● **PROMPT**
Entries follow. Give back exactly the lines starting at the one containing "Query: knuckle" and ending at the one containing "Query: index finger", and no other lines.

● **TASK DATA**
*** Block opens ***
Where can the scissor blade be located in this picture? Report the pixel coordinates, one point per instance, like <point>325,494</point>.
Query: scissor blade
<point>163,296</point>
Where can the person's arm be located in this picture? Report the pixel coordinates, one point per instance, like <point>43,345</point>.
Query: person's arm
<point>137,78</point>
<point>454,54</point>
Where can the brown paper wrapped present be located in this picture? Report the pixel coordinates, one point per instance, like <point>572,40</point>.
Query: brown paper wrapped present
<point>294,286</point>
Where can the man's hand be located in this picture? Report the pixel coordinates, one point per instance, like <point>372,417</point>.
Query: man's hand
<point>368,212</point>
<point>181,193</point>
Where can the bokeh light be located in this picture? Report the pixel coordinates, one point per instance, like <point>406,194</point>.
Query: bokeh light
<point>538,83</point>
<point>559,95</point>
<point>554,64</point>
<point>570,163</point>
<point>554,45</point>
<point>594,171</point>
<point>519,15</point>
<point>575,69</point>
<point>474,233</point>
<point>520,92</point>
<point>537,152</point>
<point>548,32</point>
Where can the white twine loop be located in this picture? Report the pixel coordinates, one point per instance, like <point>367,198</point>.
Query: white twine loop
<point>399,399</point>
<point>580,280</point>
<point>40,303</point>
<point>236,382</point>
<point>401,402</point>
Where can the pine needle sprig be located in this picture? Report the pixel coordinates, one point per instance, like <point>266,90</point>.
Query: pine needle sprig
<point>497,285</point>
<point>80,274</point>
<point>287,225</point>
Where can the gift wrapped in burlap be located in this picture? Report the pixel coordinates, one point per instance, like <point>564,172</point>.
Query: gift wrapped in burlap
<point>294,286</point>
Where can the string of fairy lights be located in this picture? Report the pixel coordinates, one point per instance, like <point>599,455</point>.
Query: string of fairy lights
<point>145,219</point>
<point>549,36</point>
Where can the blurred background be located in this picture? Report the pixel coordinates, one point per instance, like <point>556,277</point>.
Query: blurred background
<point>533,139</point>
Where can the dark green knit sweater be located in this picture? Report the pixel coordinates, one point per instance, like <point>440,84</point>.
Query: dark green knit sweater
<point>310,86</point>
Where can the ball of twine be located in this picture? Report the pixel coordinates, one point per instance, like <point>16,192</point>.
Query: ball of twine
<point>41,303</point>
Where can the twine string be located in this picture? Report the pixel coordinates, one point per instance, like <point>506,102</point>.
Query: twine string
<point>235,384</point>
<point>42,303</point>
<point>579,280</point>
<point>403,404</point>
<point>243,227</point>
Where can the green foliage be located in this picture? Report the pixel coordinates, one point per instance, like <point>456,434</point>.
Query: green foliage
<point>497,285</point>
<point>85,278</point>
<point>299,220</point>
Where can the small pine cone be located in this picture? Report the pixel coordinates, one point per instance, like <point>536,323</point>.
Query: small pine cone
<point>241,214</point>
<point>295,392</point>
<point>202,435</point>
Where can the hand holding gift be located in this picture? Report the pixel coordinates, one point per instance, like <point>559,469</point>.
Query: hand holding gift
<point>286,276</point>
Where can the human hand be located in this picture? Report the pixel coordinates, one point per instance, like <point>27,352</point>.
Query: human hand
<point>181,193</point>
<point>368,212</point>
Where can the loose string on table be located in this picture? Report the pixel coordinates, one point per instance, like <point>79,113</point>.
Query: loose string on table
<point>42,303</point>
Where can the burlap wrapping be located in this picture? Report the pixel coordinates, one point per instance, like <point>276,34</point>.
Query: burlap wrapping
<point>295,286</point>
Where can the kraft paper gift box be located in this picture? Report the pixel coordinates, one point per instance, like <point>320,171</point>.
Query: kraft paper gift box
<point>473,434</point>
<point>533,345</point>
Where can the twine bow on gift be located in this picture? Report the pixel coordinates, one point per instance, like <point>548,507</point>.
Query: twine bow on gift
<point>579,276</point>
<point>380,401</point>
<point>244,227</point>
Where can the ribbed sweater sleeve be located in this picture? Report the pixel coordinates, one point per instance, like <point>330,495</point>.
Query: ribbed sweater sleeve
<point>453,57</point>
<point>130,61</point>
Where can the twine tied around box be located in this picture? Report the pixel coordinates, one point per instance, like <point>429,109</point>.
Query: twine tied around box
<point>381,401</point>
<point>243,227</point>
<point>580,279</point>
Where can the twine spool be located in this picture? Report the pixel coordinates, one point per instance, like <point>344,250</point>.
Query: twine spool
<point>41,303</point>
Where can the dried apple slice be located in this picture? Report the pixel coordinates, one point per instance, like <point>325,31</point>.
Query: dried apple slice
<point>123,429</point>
*** Block closes ***
*** Block opens ***
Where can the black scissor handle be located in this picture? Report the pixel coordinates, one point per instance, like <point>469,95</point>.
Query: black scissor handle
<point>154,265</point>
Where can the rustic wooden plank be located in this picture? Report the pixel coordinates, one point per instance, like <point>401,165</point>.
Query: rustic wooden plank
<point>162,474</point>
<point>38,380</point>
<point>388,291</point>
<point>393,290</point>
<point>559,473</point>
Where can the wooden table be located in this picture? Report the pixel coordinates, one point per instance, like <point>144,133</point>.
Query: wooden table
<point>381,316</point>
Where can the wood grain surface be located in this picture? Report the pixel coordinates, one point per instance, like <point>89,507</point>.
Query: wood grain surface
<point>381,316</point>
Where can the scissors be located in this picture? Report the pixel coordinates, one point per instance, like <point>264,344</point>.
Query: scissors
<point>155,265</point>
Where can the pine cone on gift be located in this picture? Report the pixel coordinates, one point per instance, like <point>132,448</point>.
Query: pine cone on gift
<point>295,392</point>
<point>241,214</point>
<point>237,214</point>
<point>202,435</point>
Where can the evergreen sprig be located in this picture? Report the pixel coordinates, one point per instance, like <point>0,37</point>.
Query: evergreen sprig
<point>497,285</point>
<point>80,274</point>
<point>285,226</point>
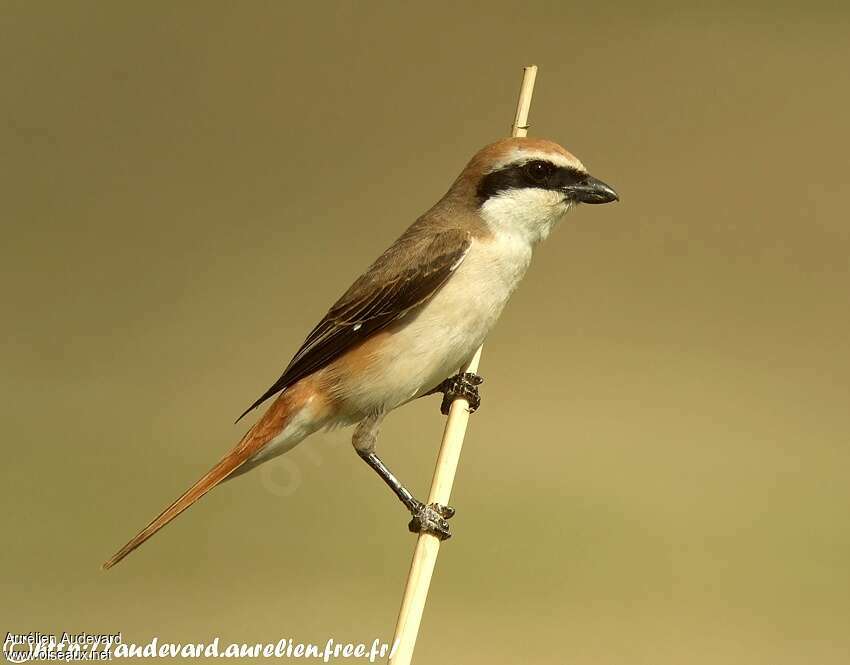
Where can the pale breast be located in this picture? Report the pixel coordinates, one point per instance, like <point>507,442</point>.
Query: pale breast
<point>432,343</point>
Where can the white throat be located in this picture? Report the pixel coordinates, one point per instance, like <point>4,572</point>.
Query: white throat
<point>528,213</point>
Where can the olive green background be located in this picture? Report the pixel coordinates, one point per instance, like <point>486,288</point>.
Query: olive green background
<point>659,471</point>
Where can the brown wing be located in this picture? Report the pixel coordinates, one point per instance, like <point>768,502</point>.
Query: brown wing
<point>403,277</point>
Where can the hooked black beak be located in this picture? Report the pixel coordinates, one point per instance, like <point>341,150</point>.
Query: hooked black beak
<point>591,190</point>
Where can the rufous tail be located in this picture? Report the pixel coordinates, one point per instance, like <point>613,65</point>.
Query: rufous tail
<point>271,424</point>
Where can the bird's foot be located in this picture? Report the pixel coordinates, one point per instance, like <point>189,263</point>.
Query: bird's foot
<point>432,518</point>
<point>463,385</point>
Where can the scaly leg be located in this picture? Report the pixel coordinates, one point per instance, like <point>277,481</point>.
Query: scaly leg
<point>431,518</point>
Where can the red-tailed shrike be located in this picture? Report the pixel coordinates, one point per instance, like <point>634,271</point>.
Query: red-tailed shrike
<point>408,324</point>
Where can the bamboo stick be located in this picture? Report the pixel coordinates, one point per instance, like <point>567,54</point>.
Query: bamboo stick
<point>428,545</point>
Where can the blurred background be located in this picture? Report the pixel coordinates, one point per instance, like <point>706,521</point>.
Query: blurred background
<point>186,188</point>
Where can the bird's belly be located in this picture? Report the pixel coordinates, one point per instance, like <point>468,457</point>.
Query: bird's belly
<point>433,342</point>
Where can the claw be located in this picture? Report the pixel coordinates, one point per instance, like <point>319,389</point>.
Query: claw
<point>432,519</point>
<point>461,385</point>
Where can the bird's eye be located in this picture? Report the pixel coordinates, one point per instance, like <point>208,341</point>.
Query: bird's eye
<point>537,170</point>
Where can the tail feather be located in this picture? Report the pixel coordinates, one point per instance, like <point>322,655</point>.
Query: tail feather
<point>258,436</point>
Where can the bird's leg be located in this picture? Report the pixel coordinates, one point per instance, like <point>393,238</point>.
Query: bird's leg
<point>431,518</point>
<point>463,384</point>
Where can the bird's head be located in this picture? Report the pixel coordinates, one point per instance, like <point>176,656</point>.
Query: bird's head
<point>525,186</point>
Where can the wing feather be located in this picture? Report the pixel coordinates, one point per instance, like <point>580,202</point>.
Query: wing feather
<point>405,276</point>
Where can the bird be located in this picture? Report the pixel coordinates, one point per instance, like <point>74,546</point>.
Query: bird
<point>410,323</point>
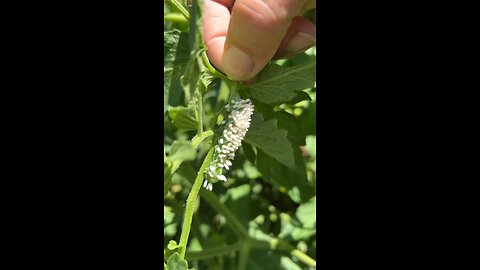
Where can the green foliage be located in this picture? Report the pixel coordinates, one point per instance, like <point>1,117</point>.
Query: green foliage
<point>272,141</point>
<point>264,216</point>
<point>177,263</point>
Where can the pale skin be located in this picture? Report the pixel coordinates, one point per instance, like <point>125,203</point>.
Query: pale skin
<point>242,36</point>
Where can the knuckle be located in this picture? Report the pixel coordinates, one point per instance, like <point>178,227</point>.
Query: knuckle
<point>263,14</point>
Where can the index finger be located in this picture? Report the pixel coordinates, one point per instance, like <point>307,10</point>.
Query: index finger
*** Block closes ***
● **SOLUTION TO THE EXERCISE**
Query: knuckle
<point>263,14</point>
Where can the index finger be located in this picture? Report the pixel coordinates, one point per instance, like <point>307,10</point>.
Query: index finger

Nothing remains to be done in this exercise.